## DESCRIPTION OF THE TASK
Output the records exactly, with no line skipped.

## DATA PROVIDED
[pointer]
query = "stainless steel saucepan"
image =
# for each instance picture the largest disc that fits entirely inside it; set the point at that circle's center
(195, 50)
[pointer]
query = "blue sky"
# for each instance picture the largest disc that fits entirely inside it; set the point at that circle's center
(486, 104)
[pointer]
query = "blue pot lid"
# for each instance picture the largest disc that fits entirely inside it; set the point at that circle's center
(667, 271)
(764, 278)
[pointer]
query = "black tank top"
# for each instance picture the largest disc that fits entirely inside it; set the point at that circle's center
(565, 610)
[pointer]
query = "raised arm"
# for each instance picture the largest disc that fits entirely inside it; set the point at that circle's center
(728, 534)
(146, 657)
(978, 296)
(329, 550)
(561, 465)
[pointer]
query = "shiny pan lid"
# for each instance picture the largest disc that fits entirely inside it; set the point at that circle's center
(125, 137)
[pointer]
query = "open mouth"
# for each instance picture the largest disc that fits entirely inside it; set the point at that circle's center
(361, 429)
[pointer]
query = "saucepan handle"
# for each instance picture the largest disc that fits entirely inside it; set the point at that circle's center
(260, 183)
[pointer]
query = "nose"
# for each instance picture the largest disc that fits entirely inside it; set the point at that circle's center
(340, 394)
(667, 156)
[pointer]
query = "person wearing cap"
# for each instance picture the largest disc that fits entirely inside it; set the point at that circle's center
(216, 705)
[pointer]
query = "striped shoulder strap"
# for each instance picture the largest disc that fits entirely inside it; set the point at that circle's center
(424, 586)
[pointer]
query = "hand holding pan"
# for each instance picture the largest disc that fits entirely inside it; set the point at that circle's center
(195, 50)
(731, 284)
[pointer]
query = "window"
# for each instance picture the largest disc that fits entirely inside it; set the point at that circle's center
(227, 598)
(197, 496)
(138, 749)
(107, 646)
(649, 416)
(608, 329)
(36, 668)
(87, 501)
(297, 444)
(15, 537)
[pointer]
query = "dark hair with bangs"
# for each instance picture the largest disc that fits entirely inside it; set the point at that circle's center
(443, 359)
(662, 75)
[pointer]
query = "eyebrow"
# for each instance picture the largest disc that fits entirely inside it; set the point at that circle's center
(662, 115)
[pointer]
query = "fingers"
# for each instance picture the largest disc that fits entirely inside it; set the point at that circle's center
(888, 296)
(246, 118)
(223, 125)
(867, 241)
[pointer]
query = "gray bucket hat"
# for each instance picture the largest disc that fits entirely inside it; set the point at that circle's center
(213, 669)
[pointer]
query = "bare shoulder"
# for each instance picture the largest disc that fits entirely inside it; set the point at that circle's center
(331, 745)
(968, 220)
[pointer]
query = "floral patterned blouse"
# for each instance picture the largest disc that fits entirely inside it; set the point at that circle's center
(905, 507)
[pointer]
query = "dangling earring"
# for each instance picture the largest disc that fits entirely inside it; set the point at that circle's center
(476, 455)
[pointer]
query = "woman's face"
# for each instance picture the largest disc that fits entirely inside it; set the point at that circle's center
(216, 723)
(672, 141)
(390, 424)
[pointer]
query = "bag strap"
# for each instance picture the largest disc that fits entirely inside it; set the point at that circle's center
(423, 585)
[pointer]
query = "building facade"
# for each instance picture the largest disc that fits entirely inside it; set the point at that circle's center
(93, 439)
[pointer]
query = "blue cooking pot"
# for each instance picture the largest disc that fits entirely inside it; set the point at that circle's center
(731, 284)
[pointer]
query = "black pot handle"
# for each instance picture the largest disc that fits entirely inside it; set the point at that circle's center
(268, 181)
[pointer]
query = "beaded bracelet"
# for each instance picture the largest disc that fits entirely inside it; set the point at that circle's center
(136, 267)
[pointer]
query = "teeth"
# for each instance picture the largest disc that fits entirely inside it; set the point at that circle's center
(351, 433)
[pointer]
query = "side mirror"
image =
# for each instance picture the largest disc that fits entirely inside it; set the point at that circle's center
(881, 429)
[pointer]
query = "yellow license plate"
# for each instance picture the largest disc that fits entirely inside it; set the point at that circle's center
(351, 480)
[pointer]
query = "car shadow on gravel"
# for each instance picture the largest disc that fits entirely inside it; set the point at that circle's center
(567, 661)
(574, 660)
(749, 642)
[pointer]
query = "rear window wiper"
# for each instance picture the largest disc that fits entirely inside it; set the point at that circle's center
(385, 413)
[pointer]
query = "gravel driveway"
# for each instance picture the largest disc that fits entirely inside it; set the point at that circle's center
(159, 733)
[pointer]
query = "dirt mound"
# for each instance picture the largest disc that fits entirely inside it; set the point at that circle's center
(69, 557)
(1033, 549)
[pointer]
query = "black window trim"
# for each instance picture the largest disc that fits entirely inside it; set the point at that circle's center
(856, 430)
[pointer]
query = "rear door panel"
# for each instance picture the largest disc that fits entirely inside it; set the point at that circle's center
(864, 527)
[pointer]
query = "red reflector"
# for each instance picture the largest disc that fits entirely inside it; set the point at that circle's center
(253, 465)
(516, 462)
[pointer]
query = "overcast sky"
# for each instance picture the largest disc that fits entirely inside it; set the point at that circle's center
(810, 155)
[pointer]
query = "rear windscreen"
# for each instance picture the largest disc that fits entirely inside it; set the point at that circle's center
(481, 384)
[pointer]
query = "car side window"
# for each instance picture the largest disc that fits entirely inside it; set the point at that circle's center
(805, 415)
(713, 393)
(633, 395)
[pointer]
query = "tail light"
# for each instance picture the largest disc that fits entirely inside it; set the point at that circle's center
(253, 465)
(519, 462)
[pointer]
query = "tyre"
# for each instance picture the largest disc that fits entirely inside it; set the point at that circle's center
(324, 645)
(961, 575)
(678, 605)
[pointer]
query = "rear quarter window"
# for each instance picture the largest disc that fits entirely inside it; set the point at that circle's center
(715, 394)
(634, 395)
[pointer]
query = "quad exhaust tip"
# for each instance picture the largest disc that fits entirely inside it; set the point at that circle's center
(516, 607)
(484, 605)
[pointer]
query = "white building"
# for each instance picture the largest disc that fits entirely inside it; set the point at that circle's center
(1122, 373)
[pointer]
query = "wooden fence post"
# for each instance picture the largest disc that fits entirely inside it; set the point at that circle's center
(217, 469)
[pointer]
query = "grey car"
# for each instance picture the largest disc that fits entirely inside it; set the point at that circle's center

## OUTPUT
[pointer]
query = "stainless steel saucepan"
image =
# for each instance picture the largest disc that fits entirely inside it; set the point at that circle's center
(195, 50)
[pointer]
query = "blue sky"
# for each instance picture the largest disc that fits entirely inside it; set the point at that circle's center
(486, 104)
[pointer]
query = "blue pot lid"
# for each instance picture the largest disc that fits entirely inside it; set the point at that circle's center
(667, 271)
(764, 278)
[pointer]
query = "black tank top"
# for each instance picture the largest disc that fits entirely inside it; set the point at that circle's center
(565, 610)
[pointer]
query = "raised arm"
# for each instance picture the largest disc that fits entirely inside it; set the point at that circle's center
(728, 534)
(146, 657)
(978, 296)
(329, 550)
(561, 465)
[pointer]
query = "shiny pan lid"
# for each instance picture the largest disc that fits entirely inside it; set the point at that circle's center
(125, 137)
[pointer]
query = "open mouth"
# for each instance picture the largest disc that fits entirely inside it; set the point at that circle's center
(361, 429)
[pointer]
query = "saucepan handle"
# for each instance picture the largest disc that fits entirely inside it; set the point at that circle's center
(260, 183)
[pointer]
query = "nose"
# for each instance picture the largest disc that fits entirely inside it; set the point at that circle's center
(340, 394)
(667, 156)
[pointer]
query = "person wearing cap"
# for each instance picture the largest disc that fits entirely inside it; set the point at that circle's center
(216, 705)
[pointer]
query = "striped shoulder strap"
# for each instance picture the largest disc that fits entirely inside it; set the point at that circle's center
(424, 586)
[pointer]
query = "hand holding pan"
# for each instance picture the largest disc that fits entirely inside it; set the point at that circle's center
(195, 50)
(731, 284)
[pointer]
query = "window"
# for each instance picture the largest disc that fits entirely inside it; set the point at that circle's center
(227, 598)
(197, 496)
(138, 749)
(107, 646)
(649, 416)
(608, 329)
(36, 668)
(87, 501)
(297, 444)
(15, 537)
[pointer]
query = "dark hair with bangs"
# for each instance picture the largest disc that fits entirely inside it; set the point at that circle's center
(443, 359)
(662, 75)
[pointer]
query = "eyebrow"
# for each instance picture the largest disc that fits entirely inside it; set the point at that circle's center
(662, 115)
[pointer]
query = "fingers"
# for each instance picture the largest disc that fits entirely inside it; set the point at that circle's center
(888, 296)
(246, 118)
(223, 125)
(867, 241)
[pointer]
query = "gray bucket hat"
# for each instance picture the largest disc that fits entirely inside it; set the point at that circle's center
(213, 669)
[pointer]
query = "bare shoulder"
# for each instance picture the largest disc that fits entirely inside it; set the point at that circle's center
(331, 745)
(968, 220)
[pointer]
query = "floral patterned blouse"
# for each instance picture the largest disc that fits entirely inside it; set the point at that circle's center
(905, 507)
[pointer]
query = "dangling earring"
# for each instance picture the largest disc that fits entirely inside it; set the point at that circle's center
(476, 455)
[pointer]
query = "woman's face"
# for each instance picture the largest disc that fits entirely inside it; set the point at that circle's center
(216, 723)
(672, 141)
(390, 424)
[pointer]
query = "bag strap"
# for each instance picture the largest disc that fits entirely inside it; set the point at that circle's center
(423, 585)
[pointer]
query = "building facade"
# for each instance picture the largest disc that fits entirely inside it; set the point at that circle's center
(93, 439)
[pointer]
query = "blue cooking pot"
# for each instance picture the largest disc that fits entirely inside it; set the point at that circle's center
(731, 284)
[pointer]
query = "black pot handle"
# for each instance picture the largest disc that fits entirely inside it; set the point at that circle's center
(268, 181)
[pointer]
query = "beaded bracelet"
# for each instance picture the largest disc that fits entirely inside it; set the point at that circle's center
(136, 267)
[pointer]
query = "teeth"
# for each instance picture the largest disc that fits entirely inside it; set the point at that circle's center
(351, 433)
[pointer]
query = "side mirror"
image =
# for each instance picture the largest disc that fits entirely inside it; set the point at that circle's center
(881, 429)
[pointer]
query = "yellow license plate"
# for each instance picture the largest disc that fits entirely inside it; set the point at that circle's center
(351, 480)
[pointer]
query = "car shadow on gravel"
# for each instance picture the largest disc that fits entirely inside it; set the point at that circle's center
(567, 661)
(574, 660)
(749, 642)
[pointer]
query = "rear window wiper"
# for each instance picture the largest disc that fits entirely inside it; set the point at that circle's center
(385, 413)
[pointer]
query = "gravel driveway"
# for each instance picture the largest disc that fits entirely inside it; set the point at that circle's center
(159, 733)
[pointer]
query = "dirt mound"
# for each instance picture the largest disc that fits entirely inside it; set the point at that circle's center
(69, 557)
(1033, 549)
[pointer]
query = "black window trim"
# for each instance picture the largest disc that fits entirely inside it; set the point at that circle's center
(856, 430)
[pointer]
query = "rear door panel"
# for each instance picture the largest disc that fits entirely inside it; set the point at that circle's center
(864, 527)
[pointer]
query = "red reflector"
# for each instance picture the largest disc that fits entirely inside it; set the point at that circle's center
(253, 465)
(516, 462)
[pointer]
query = "overcast sky"
# for each instance picture the largest disc that fits entirely inside it; set the point at that circle's center
(810, 155)
[pointer]
query = "rear windscreen"
# for each instance picture the largest disc that fits entirely inside it; set the point at that circle's center
(481, 384)
[pointer]
query = "car side window"
# for each instance picture the largest disc that fits entirely inside it; set the point at that circle's center
(805, 415)
(713, 393)
(633, 395)
[pointer]
query = "tail light"
# for each instance picture the largest disc that fits entirely inside it; set the point at that circle's center
(253, 465)
(519, 462)
[pointer]
query = "tyre"
# for each instance picture the largest disc that fits entirely inside it; set the point at that circle's center
(324, 645)
(961, 575)
(678, 605)
[pointer]
query = "rear quarter window"
# for each instance picture the largest disc that fits entirely inside it; set the point at that circle's center
(715, 394)
(634, 395)
[pointer]
query = "quad exhaust tip"
# for each instance picture the largest disc that fits entirely inside it; set the point at that circle's center
(516, 607)
(484, 605)
[pointer]
query = "white building"
# for each instance picture the largest disc that fits entirely inside it; set the point at that circle's center
(1122, 373)
[pointer]
query = "wooden fence post"
# for each instance picture the largest disc that fits entirely inside it; set the point at that circle's center
(217, 469)
[pointer]
query = "grey car"
# for each instance picture the largest disc that fits entirely inside it; set the point at that circle's center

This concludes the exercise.